### TEXT SEGMENT

Australian police dispatched to ensure 3,000 residents stay inside apartments under COVID quarantine
Residents will be forcibly held in their apartments for up to two weeks.
Thousands of residents of several public housing units in Melbourne will be forcibly confined to their apartments by local police as part of a drastic coronavirus quarantine described by the state's premier as a "hard lockdown."
The orders were reportedly implemented without warning on Saturday afternoon. Five hundred police are standing watch to ensure the lockdown is followed for possibly the next fourteen days.
A total of 3,000 residents will be forbidden from leaving their apartments for any reason over the course of the lockdown. The Victoria Minister for Housing Richard Wynne said the strict quarantine was implemented because the tower's residents are "some of the most vulnerable people in our community."
"Many of them are subject to co-morbidities," Wynne said on Saturday, "and we want to ensure that we wrap around them all of the services that they are going to need, not just over the next five days or indeed potentially the next 14 days, but going forward that we provide them with all of the support they need to maintain their tenancy but obviously to maintain their wellness also."
Australian Acting Chief Medical Officer Paul Kelly, meanwhile, said that allowing the towers' residents to come and go as they please would "pose an unacceptable risk to the health and wellbeing of those who live in the towers and, by extension, the health and wellbeing of every single Victorian."
Residents will have food and other necessities delivered to them by government officials during the lockdown.
The data tracking website Worldometers estimates that Australia currently has a total of 853 active coronavirus cases.

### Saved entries

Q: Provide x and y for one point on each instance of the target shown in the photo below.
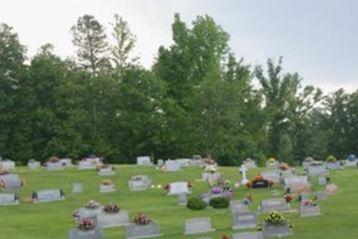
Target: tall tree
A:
(124, 43)
(91, 42)
(12, 69)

### EXERCISE GOAL
Please explain, in one to three sentences, why the Victoria Minister for Housing said the strict quarantine was put in place, according to the article on the Melbourne public housing lockdown. These rows come from a separate source.

### EXERCISE RESPONSE
Richard Wynne said the strict quarantine was implemented because the tower's residents are "some of the most vulnerable people in our community." He added that many of them are subject to co-morbidities.